**Problem to work on:** Count the lines below that contain the string "sidewalk", and give only that number.

**Data items:**
START

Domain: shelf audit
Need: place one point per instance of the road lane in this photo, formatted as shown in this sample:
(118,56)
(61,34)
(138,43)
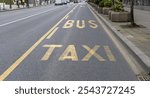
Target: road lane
(16,38)
(79,49)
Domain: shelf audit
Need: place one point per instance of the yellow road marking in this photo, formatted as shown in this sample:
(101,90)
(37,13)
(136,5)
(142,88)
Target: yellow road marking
(68,24)
(109,53)
(69,53)
(49,51)
(52,32)
(22,57)
(92,24)
(92,52)
(82,25)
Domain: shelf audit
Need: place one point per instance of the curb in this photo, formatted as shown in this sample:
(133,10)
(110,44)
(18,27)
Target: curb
(21,8)
(141,57)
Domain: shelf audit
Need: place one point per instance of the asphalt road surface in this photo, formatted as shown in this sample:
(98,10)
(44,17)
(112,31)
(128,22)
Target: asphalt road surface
(57,43)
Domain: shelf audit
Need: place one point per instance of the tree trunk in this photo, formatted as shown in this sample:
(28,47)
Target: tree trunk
(10,6)
(132,13)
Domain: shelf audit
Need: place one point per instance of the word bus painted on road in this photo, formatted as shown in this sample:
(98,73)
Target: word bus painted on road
(71,54)
(80,24)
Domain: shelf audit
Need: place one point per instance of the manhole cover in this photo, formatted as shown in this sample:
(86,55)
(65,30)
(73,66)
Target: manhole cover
(143,77)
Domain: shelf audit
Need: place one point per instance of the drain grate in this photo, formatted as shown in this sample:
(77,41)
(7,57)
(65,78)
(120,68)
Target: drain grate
(144,76)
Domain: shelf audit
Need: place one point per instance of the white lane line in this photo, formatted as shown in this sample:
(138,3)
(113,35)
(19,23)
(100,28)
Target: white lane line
(5,24)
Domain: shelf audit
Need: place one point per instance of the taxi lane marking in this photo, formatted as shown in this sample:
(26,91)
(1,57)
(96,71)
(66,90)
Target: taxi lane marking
(109,53)
(69,53)
(80,26)
(25,55)
(52,32)
(49,51)
(92,52)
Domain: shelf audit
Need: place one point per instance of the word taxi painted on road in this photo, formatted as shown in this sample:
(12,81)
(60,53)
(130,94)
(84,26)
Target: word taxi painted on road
(70,53)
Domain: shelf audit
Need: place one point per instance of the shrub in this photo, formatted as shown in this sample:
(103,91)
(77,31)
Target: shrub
(118,6)
(101,3)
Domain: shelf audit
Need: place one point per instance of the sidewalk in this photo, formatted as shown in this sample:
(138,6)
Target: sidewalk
(136,39)
(138,36)
(14,7)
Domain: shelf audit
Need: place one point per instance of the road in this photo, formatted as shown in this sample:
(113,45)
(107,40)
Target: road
(59,43)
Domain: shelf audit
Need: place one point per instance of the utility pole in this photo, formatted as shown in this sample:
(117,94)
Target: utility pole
(132,13)
(3,5)
(10,6)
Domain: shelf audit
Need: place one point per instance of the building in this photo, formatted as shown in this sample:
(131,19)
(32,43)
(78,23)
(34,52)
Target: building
(139,4)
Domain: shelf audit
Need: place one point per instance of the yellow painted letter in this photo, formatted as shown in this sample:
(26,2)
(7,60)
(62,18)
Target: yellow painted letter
(82,24)
(69,53)
(49,51)
(92,24)
(68,24)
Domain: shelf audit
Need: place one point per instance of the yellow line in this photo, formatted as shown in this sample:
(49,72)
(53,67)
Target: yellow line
(52,32)
(22,57)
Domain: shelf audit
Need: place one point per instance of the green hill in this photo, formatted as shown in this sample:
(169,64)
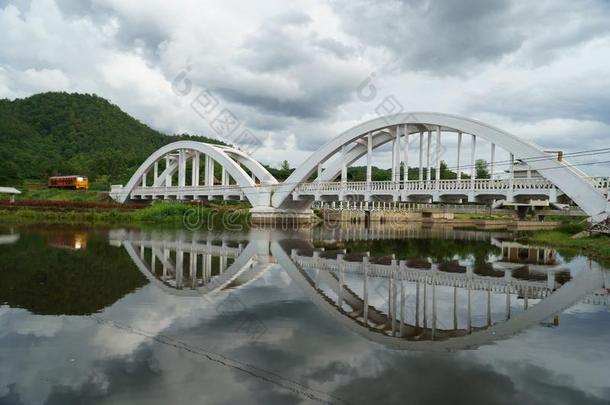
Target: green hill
(59,133)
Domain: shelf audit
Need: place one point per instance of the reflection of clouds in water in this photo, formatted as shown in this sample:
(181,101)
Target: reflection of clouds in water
(81,360)
(20,321)
(575,353)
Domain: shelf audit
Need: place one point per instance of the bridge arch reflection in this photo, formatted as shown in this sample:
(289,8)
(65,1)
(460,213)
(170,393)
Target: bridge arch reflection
(386,301)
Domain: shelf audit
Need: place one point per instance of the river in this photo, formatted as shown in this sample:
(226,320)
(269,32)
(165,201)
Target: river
(346,315)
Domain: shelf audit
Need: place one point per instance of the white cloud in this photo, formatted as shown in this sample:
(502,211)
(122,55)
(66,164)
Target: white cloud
(290,72)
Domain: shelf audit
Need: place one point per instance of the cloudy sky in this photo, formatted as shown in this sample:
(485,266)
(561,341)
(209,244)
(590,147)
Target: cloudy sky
(290,72)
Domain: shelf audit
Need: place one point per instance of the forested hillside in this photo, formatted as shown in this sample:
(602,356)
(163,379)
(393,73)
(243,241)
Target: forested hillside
(60,133)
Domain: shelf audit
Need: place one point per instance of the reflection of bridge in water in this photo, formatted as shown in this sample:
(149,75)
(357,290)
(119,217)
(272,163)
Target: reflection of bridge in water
(384,300)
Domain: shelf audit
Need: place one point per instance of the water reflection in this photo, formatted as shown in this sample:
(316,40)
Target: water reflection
(417,303)
(49,271)
(71,240)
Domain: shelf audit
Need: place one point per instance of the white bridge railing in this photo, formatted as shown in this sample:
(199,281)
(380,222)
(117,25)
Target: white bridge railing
(431,185)
(601,183)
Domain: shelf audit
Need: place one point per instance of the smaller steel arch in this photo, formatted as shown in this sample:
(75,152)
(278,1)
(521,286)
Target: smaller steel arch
(219,154)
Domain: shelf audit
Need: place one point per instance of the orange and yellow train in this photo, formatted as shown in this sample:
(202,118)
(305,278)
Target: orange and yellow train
(72,182)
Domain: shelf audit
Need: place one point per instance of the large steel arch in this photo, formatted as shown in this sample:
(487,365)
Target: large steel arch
(569,180)
(583,284)
(218,154)
(251,164)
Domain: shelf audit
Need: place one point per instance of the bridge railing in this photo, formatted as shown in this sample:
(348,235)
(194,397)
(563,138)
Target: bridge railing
(428,185)
(600,182)
(191,189)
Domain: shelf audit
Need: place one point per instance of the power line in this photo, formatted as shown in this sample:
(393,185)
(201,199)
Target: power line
(265,375)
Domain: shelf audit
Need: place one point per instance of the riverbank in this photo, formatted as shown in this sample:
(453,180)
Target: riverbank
(193,216)
(562,239)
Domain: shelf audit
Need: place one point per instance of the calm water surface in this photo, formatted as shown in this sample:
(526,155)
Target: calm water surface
(355,316)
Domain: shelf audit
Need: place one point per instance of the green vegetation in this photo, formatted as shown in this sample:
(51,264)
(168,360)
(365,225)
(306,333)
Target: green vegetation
(481,216)
(59,133)
(596,247)
(54,281)
(54,194)
(162,213)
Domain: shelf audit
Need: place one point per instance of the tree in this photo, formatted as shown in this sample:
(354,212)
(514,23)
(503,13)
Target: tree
(481,169)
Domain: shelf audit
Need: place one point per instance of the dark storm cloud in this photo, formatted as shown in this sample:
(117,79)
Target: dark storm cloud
(316,105)
(439,36)
(454,37)
(315,68)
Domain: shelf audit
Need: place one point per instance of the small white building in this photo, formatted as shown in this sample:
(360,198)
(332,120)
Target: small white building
(12,191)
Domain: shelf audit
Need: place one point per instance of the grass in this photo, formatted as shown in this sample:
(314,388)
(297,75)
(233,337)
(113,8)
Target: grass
(596,247)
(479,216)
(36,190)
(161,213)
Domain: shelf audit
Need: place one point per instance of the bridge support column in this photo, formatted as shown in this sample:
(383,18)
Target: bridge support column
(421,156)
(438,157)
(459,169)
(181,168)
(168,176)
(473,169)
(553,195)
(195,170)
(429,168)
(209,171)
(405,175)
(510,195)
(492,161)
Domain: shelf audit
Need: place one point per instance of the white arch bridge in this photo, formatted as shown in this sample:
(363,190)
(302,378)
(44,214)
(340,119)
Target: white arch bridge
(188,170)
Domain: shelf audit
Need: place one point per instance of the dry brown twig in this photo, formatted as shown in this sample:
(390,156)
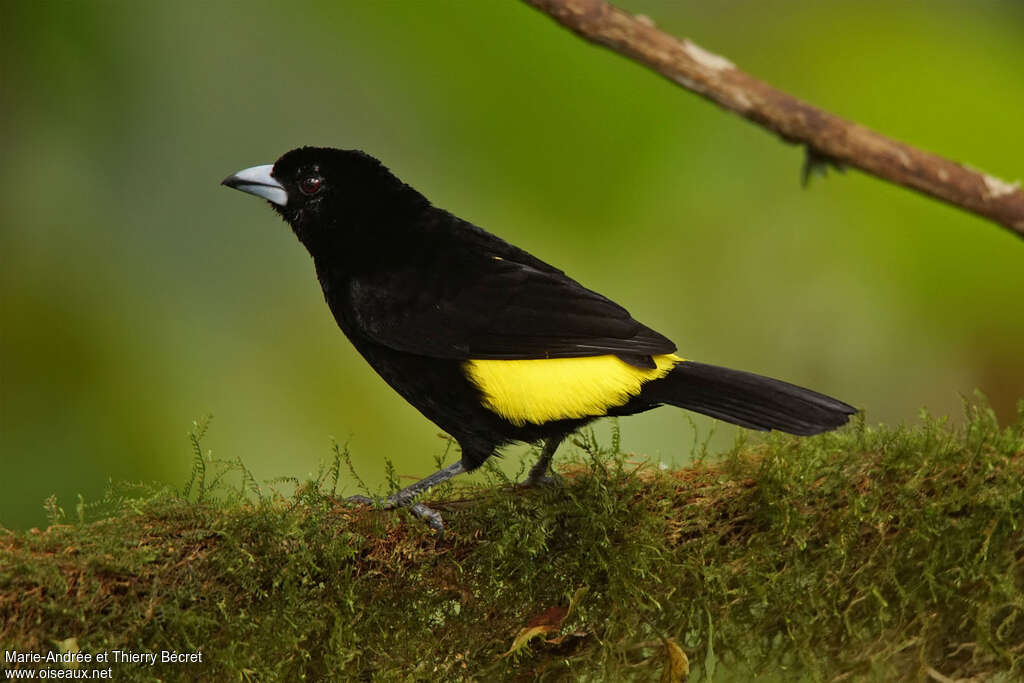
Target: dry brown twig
(827,137)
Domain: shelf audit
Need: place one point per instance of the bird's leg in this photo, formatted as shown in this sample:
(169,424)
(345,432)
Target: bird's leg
(406,497)
(539,472)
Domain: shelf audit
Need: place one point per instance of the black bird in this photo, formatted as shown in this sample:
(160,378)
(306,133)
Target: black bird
(491,343)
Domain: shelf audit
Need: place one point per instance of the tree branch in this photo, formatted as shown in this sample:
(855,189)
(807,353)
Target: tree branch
(825,135)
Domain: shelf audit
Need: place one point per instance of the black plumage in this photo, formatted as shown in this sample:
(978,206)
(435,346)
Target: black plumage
(421,293)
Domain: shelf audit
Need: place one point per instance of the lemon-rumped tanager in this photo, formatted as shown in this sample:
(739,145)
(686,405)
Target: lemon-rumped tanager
(488,342)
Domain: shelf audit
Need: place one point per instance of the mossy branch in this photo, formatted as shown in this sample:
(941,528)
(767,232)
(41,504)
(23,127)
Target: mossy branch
(828,138)
(870,553)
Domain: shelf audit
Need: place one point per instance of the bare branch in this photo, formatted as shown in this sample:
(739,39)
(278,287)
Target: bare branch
(824,134)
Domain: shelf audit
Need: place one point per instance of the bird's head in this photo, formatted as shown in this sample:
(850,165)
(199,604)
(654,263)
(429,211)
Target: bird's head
(329,195)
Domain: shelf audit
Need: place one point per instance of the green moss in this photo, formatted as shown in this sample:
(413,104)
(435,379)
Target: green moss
(870,553)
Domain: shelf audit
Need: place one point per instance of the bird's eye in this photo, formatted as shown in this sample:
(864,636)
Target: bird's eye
(310,184)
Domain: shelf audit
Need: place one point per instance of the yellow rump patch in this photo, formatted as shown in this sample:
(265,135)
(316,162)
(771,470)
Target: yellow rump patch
(545,389)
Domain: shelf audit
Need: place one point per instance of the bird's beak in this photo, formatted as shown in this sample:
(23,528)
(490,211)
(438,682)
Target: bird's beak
(257,180)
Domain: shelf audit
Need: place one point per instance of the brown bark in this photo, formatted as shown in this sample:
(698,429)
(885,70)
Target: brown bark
(825,135)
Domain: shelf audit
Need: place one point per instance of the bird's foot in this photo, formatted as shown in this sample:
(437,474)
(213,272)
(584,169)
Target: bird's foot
(541,480)
(429,515)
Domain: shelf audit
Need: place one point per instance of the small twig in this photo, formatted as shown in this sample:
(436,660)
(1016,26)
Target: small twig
(825,135)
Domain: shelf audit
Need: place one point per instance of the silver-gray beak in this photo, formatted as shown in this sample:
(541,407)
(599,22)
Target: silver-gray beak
(257,180)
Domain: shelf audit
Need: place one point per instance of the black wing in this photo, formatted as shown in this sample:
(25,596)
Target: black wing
(462,301)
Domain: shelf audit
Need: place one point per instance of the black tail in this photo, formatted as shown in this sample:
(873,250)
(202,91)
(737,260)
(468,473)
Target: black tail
(748,399)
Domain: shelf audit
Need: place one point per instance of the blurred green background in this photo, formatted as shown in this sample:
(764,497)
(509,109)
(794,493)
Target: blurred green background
(138,295)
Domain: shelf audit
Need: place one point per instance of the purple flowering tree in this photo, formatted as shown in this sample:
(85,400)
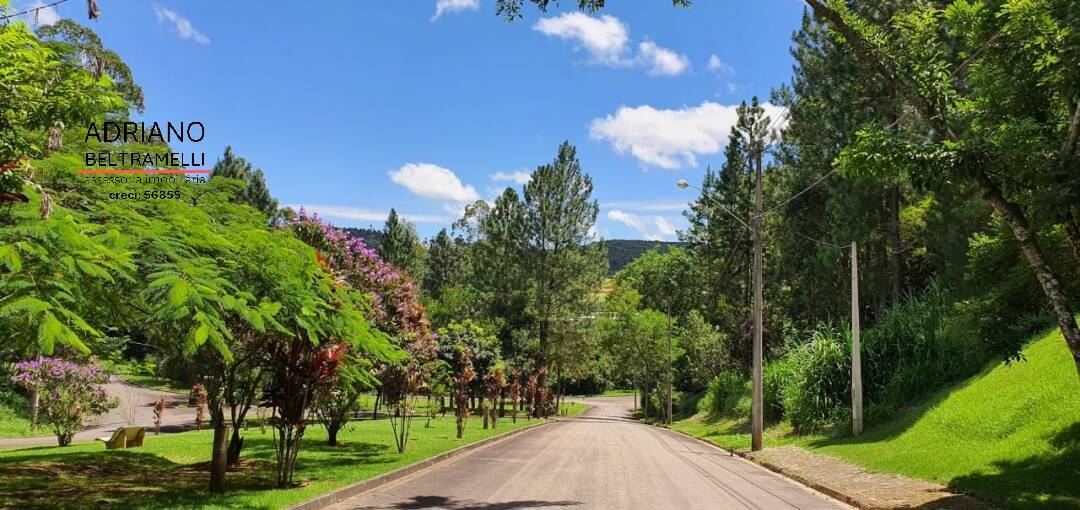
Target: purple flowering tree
(72,392)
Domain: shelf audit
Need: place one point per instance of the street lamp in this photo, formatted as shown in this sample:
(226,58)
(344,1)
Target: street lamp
(757,417)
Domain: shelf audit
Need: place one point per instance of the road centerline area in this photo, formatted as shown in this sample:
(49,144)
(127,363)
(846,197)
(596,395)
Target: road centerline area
(602,459)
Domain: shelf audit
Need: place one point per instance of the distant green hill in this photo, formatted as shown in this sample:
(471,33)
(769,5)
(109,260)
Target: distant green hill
(372,237)
(622,252)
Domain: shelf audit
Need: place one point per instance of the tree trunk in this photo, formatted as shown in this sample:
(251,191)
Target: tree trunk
(219,458)
(1029,244)
(35,404)
(1072,233)
(35,397)
(895,258)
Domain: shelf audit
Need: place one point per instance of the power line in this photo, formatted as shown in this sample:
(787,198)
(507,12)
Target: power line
(808,188)
(9,16)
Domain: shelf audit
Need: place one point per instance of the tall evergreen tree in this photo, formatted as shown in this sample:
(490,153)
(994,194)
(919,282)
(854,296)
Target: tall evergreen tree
(255,192)
(559,213)
(401,245)
(446,264)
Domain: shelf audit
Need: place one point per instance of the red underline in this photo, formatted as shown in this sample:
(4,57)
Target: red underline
(137,171)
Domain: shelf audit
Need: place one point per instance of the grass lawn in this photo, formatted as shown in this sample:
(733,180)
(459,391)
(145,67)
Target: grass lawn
(13,424)
(171,471)
(1010,434)
(14,421)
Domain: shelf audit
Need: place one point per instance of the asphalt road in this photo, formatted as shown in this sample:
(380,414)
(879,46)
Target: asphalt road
(136,407)
(602,459)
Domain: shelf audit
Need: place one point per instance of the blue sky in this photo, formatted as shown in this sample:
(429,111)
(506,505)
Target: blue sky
(352,108)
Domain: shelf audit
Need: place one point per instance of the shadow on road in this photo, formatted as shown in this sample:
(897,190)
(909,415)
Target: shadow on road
(441,501)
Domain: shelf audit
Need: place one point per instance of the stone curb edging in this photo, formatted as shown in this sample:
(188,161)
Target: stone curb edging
(777,469)
(363,486)
(833,493)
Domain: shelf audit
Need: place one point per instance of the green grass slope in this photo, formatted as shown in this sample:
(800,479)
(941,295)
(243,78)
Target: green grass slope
(1010,434)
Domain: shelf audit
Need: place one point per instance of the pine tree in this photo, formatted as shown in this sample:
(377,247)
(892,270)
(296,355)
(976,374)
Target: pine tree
(401,245)
(559,213)
(255,191)
(445,264)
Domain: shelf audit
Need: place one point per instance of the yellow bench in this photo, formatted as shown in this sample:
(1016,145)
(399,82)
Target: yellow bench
(124,438)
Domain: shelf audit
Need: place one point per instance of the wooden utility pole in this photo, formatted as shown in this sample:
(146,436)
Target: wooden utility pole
(757,419)
(671,376)
(856,363)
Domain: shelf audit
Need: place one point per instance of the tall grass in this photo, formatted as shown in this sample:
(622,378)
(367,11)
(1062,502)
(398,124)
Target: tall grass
(917,347)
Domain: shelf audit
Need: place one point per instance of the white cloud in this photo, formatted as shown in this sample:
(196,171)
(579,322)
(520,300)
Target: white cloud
(647,205)
(183,25)
(518,176)
(604,38)
(433,182)
(652,228)
(607,41)
(631,220)
(664,227)
(720,67)
(661,61)
(358,214)
(43,16)
(443,7)
(671,138)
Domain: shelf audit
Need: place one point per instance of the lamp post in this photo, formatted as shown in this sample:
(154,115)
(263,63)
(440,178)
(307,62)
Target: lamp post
(757,417)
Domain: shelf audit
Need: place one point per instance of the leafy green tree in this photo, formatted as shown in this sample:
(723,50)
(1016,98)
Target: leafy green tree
(76,41)
(45,91)
(401,245)
(255,191)
(975,99)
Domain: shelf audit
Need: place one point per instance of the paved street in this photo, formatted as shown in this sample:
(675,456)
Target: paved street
(136,405)
(602,459)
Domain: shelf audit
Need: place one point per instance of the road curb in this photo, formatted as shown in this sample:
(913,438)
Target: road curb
(350,491)
(777,469)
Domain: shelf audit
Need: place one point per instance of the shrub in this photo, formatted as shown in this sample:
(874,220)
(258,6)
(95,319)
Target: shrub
(818,390)
(69,393)
(915,348)
(775,375)
(724,392)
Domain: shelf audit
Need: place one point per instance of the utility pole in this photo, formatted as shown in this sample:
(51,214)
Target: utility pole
(856,363)
(671,376)
(757,420)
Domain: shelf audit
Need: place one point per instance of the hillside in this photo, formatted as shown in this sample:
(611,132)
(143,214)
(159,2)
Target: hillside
(1010,434)
(622,252)
(372,237)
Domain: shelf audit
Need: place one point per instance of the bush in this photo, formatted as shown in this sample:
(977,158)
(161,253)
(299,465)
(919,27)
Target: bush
(818,389)
(658,402)
(69,392)
(723,393)
(775,375)
(917,347)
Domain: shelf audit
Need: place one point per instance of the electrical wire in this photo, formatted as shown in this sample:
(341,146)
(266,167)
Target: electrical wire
(9,16)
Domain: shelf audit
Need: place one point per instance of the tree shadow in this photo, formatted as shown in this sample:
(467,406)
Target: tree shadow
(1039,481)
(442,501)
(123,479)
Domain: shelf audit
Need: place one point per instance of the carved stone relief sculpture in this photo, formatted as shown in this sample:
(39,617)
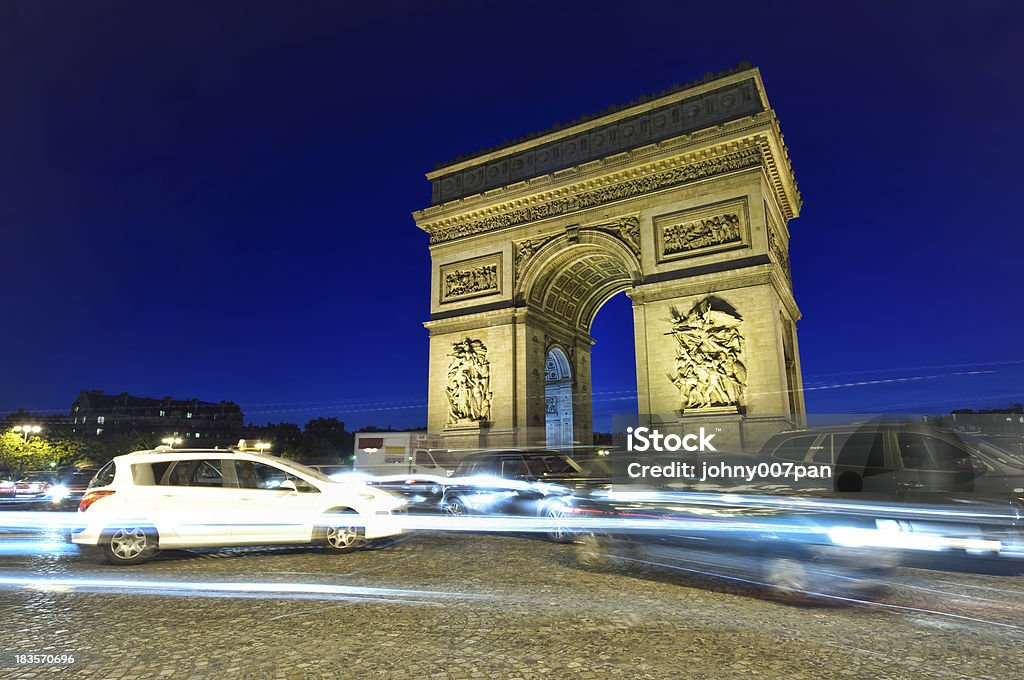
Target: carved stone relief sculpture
(464,283)
(716,230)
(469,383)
(778,252)
(709,370)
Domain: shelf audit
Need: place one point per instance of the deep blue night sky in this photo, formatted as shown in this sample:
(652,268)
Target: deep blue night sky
(212,199)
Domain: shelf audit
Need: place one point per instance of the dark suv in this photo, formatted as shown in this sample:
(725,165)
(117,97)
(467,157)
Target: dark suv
(531,482)
(903,458)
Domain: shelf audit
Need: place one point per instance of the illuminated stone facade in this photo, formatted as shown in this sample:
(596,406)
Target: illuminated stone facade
(681,201)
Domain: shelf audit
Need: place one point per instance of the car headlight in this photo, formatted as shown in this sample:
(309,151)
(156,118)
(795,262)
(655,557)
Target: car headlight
(57,493)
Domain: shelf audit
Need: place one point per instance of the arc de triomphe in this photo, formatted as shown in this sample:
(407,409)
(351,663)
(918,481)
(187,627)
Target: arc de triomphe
(682,201)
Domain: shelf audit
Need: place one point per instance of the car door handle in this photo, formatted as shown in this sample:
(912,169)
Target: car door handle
(904,483)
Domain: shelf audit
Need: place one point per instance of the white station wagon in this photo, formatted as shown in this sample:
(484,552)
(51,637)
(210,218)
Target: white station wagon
(186,498)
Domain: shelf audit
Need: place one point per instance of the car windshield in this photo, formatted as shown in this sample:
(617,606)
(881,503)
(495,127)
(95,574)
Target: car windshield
(553,465)
(302,469)
(1004,456)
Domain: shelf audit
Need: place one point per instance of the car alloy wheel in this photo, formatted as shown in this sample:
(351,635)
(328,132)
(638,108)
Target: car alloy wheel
(456,508)
(601,553)
(558,532)
(342,532)
(786,576)
(130,545)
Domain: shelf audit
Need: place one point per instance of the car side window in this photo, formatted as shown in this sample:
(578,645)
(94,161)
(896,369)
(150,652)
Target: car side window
(823,454)
(795,449)
(208,473)
(260,475)
(556,465)
(913,451)
(863,449)
(487,466)
(947,457)
(104,477)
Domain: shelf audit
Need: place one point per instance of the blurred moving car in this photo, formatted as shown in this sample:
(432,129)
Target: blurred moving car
(179,498)
(7,484)
(32,490)
(797,553)
(70,485)
(532,482)
(903,458)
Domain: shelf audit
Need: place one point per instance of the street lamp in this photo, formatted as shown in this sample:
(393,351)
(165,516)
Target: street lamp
(28,430)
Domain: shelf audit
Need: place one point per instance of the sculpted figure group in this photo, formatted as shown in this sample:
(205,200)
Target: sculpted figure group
(709,371)
(469,383)
(711,231)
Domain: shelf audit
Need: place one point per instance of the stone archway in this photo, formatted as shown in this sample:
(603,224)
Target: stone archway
(558,399)
(683,201)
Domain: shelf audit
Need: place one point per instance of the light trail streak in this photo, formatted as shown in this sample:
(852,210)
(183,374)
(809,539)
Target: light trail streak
(284,590)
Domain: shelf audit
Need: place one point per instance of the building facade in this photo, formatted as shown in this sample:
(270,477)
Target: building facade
(682,201)
(197,423)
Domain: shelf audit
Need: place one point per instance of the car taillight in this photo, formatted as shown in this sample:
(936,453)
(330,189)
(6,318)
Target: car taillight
(92,497)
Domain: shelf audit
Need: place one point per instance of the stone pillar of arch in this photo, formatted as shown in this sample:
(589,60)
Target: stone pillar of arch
(683,202)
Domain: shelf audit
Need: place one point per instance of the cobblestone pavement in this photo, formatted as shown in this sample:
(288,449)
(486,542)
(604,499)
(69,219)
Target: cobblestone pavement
(438,605)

END

**Result for this exercise:** 2